§ **EXTRACT**
Meehan turned her life around and even reclaimed a lost moment from her teenage years. Then 23 with a 3-year-old child, she attended a prom for an experience she had missed in high school.

She also found love with the right man. "I kissed a lot of frogs, but there is hope. We’ve been married 26 years and have known each other for 31 years," she said.

While greatly improved, her life hasn't been without challenges. She and her husband live at Fort Myers Beach, Florida, but saw their condo building destroyed last September by Hurricane Ian, a Category 5 storm.

The hurricane was one of the strongest to hit Florida in nearly a century, claiming 161 lives, 13 missing and $113 billion in damage. Meehan and her husband stayed sheltered in place for more than 24 hours during the storm, and they remain displaced in temporary housing.

In an act of both faith and defiance, Meehan organized a wellness walk along Fort Myers Beach. In a show of solidarity, she and the other hurricane survivors had weathered their own personal storms.

§ **THE DATA**
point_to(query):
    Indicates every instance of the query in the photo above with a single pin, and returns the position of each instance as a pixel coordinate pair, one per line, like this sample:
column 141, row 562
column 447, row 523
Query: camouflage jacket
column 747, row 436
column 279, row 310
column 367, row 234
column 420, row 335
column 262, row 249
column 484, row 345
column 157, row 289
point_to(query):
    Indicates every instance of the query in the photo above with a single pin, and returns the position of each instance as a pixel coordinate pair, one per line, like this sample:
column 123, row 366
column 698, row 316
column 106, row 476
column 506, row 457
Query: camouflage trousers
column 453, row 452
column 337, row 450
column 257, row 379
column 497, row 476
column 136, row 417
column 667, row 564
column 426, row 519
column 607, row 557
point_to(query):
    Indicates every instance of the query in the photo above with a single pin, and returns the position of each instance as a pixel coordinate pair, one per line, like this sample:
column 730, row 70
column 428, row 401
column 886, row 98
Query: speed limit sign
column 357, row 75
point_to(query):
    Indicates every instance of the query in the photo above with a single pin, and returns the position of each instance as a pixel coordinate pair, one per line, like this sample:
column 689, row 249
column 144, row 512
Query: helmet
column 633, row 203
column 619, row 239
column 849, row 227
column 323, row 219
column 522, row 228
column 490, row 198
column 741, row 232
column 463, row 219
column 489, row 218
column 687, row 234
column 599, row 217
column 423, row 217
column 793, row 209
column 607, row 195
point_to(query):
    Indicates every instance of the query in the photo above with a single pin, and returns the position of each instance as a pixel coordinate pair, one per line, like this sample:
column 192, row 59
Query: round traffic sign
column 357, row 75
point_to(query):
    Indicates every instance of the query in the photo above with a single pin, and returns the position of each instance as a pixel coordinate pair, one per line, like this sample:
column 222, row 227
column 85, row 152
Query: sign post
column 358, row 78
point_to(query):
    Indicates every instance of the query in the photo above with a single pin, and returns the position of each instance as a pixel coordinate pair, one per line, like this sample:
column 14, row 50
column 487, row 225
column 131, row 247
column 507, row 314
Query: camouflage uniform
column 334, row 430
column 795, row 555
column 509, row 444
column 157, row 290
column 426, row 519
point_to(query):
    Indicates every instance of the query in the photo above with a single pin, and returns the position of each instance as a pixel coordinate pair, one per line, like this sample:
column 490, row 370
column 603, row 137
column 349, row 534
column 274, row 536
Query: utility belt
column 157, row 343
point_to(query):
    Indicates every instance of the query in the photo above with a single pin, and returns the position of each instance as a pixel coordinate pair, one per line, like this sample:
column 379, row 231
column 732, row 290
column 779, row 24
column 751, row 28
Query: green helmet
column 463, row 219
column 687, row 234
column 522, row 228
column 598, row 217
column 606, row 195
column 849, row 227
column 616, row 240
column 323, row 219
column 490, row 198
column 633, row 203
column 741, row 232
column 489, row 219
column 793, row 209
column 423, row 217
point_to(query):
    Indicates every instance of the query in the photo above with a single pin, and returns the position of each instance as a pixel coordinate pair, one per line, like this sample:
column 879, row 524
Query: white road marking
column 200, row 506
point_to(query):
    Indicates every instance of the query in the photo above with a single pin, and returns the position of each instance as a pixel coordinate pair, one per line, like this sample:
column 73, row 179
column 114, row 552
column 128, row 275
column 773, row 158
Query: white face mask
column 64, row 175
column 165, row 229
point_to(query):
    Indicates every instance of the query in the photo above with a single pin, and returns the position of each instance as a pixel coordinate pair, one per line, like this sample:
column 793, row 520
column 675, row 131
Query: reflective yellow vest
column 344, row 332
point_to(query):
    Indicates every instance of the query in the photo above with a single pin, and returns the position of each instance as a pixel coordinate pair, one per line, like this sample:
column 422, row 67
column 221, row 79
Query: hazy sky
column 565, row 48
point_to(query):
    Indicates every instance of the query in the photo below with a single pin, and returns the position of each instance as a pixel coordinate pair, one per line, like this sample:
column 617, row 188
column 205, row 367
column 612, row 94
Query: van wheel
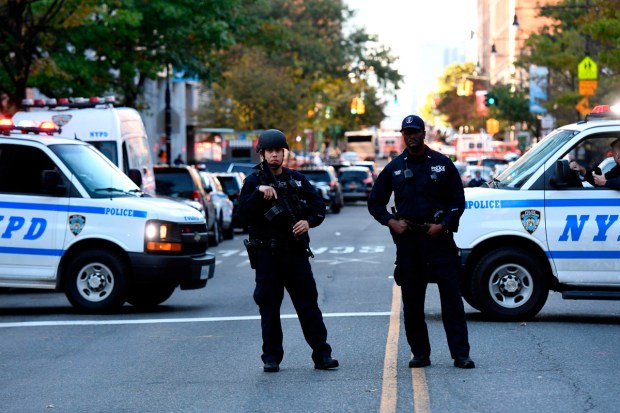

§ **TASK ITEM**
Copy out the Meehan article again, changing "condo" to "apartment". Begin at the words "She also found" and stop after "in temporary housing.".

§ **YOUR SOLUTION**
She also found love with the right man. "I kissed a lot of frogs, but there is hope. We’ve been married 26 years and have known each other for 31 years," she said.

While greatly improved, her life hasn't been without challenges. She and her husband live at Fort Myers Beach, Florida, but saw their apartment building destroyed last September by Hurricane Ian, a Category 5 storm.

The hurricane was one of the strongest to hit Florida in nearly a century, claiming 161 lives, 13 missing and $113 billion in damage. Meehan and her husband stayed sheltered in place for more than 24 hours during the storm, and they remain displaced in temporary housing.